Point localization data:

──────

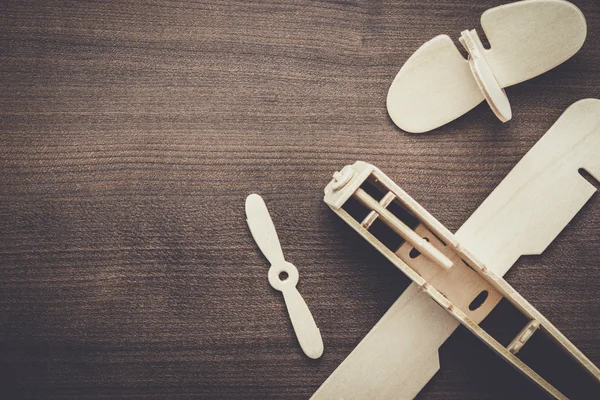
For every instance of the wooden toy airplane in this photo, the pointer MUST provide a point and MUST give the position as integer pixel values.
(462, 272)
(527, 38)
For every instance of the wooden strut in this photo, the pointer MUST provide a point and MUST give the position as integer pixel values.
(461, 278)
(494, 95)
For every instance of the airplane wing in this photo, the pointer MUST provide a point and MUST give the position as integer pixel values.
(522, 216)
(542, 35)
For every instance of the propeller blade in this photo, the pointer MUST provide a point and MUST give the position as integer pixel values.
(262, 229)
(309, 336)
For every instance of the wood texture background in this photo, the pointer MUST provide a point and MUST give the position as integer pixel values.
(131, 133)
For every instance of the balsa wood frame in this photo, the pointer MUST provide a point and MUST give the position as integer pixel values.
(452, 288)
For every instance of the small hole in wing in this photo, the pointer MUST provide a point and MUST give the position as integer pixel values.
(414, 253)
(478, 301)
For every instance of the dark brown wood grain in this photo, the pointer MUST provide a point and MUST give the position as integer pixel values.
(131, 133)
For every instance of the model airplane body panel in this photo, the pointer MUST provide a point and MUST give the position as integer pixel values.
(529, 208)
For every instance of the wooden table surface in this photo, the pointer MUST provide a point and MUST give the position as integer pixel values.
(131, 133)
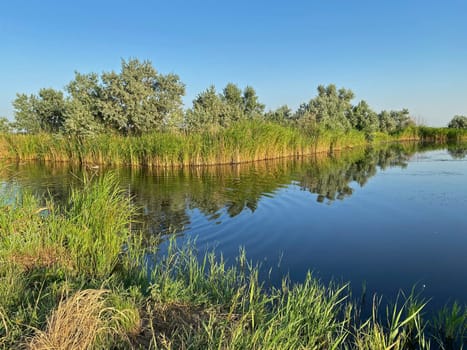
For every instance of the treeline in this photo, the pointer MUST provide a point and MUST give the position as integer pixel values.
(139, 100)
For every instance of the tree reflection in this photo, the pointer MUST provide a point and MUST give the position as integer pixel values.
(166, 197)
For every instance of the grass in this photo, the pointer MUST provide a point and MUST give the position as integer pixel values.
(76, 276)
(243, 142)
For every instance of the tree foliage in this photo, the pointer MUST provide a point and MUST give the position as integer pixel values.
(138, 100)
(134, 101)
(5, 126)
(458, 122)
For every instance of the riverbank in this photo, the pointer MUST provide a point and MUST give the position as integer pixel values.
(75, 276)
(243, 142)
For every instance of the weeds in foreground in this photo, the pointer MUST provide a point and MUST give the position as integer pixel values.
(77, 277)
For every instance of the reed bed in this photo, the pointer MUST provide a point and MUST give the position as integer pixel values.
(77, 276)
(243, 142)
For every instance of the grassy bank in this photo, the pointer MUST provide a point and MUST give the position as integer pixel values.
(75, 276)
(243, 142)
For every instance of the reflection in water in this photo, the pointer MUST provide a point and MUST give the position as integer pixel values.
(404, 227)
(166, 195)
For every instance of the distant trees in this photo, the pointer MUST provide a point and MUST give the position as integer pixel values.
(332, 110)
(134, 101)
(138, 100)
(458, 122)
(44, 112)
(212, 111)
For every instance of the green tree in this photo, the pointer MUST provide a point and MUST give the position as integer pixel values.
(138, 99)
(208, 112)
(83, 116)
(232, 97)
(282, 115)
(26, 119)
(51, 109)
(252, 107)
(5, 125)
(458, 122)
(364, 118)
(331, 109)
(43, 113)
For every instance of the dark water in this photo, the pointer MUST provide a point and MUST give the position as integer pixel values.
(389, 218)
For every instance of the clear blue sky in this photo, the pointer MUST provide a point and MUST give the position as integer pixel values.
(394, 54)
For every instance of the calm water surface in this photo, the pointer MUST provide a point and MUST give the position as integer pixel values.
(389, 218)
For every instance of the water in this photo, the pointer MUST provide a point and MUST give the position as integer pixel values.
(389, 218)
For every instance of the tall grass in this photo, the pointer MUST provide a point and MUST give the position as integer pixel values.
(76, 276)
(243, 142)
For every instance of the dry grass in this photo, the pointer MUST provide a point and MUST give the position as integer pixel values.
(42, 257)
(77, 323)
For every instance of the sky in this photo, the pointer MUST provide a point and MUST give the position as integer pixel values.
(393, 54)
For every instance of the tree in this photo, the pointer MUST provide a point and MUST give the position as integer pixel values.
(26, 119)
(458, 122)
(386, 122)
(208, 112)
(234, 108)
(281, 115)
(331, 108)
(84, 117)
(138, 99)
(43, 113)
(5, 126)
(252, 107)
(364, 118)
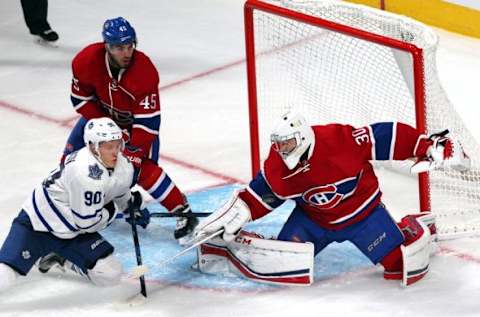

──────

Please write out every record above exactly, but leave the pictures out.

[Reply to the task]:
For every instance of the wooden toy airplane in this photo, the pointer MUST provide a point and MUST give the position as integer pixel values.
(462, 272)
(527, 38)
For every instance of the wooden strut in this photo, the pointer MUST provide a point and MUST give the position as integer pixel values.
(461, 278)
(494, 95)
For every instance of the airplane wing in this photo, the pointer MUST provide a point and MUST give the position as integer pixel values.
(522, 216)
(542, 35)
For every instance of the propeller blade in this photo, the pointer MUST provide a point and MUST give the position as integer pixel values.
(262, 229)
(309, 336)
For every instance of the wood texture background in this photo, the pointer MUST provide a point and MUST give the position as integer pixel values.
(131, 133)
For every instance of the balsa wood frame in this photo, the pointer MUST provide a point and MUST give the position as integer pixel values.
(452, 288)
For every instance of the small hole in wing in this photo, the pointer MUST provide a point and MUST give the position as integer pixel values.
(414, 253)
(478, 301)
For every instance of the dark brown wood grain in this photo, the pointer MUST provide a point and MUST give the position as integer pixel values.
(131, 133)
For every instance of the model airplane body panel in this photo, the pointer MUST provide a point and MUST give the position as integer pixel values.
(529, 208)
For every instance of the wooden table surface in this photo, the pointer MUST provide a point and MUST give the position as integer pixel values.
(131, 133)
For every instance of the treeline in this photo, the pointer MUST provide a point and MUST give the position as integer pixel values.
(139, 100)
For every instance of the tree reflection in this photo, the pointer MUST provide a point and MUST give the position as integer pixel values.
(166, 197)
For every instance of the grass in this photo, the pointer MUST provide a point and MUST give the position as integer pixel values.
(76, 276)
(243, 142)
For every instance of the tree foliage in this photo, the pointer MUST provide a point and MUST give the position as integer pixel values.
(138, 100)
(134, 101)
(5, 126)
(458, 122)
For every instance of the riverbank in this photo, the pointer MUST provide a point and MUST give the position as integer pixel values.
(75, 276)
(243, 142)
For every instance of the weeds in foreground in this photo, the pointer MUST provide a point and MUST give the position as integer pixel values.
(77, 277)
For every instance of the reed bed in this photo, the pointer MUST provide a point and MUST give the position as integer pixel values.
(77, 276)
(243, 142)
For every instance of the grassy bank in this photo, the pointer MUST provide a point and MUST give the position as integer pixel values.
(75, 276)
(243, 142)
For every instance of the reflection in water in this photo, the pointer MUST provide a point and MUST give the position as integer pixel values.
(404, 227)
(166, 195)
For every instance of the distant trees in this photo, the pointer MUST provide a point and MUST give the position as integer pixel values.
(332, 110)
(134, 101)
(138, 100)
(458, 122)
(44, 112)
(212, 111)
For every instance of the green tree in this photo, the pointer MUST provide a point and MUST give the position as integer pixel values.
(138, 99)
(208, 112)
(83, 116)
(232, 97)
(282, 115)
(26, 119)
(51, 109)
(252, 107)
(5, 125)
(458, 122)
(364, 118)
(331, 109)
(43, 113)
For every instance of the dark water in this photo, the pointer MUST provide a point and MUST give the position as integer pixel values.
(389, 218)
For every instance of the clear blue sky in this photo, the pointer MUST provide a point and MUST give the position as integer pixel values.
(394, 54)
For every instance of the calm water surface in this photo, the pointer MUST provide a point and MUST give the position as integer pixel values.
(389, 218)
For every instance of the water in this photo, the pointer MUST provide a point and MUST give the position as integer pixel values.
(389, 218)
For every instance of the tall grass in this photo, the pointer MUST provide a point and MUST give the position as integer pixel values.
(76, 276)
(243, 142)
For every instance of the dry grass in this photo, the pointer MUST provide a point and MUST give the position as integer pixel values.
(42, 257)
(77, 323)
For every instance of the sky in this photo, the pointer MUST provide a point and MUST give the position as integer pixel values.
(393, 54)
For every instance of the tree in this photo, the pointer MUST provide a point and MUST give the position as integer pixel values.
(26, 119)
(458, 122)
(386, 122)
(208, 112)
(234, 108)
(281, 115)
(331, 108)
(84, 117)
(138, 99)
(43, 113)
(5, 126)
(252, 107)
(364, 118)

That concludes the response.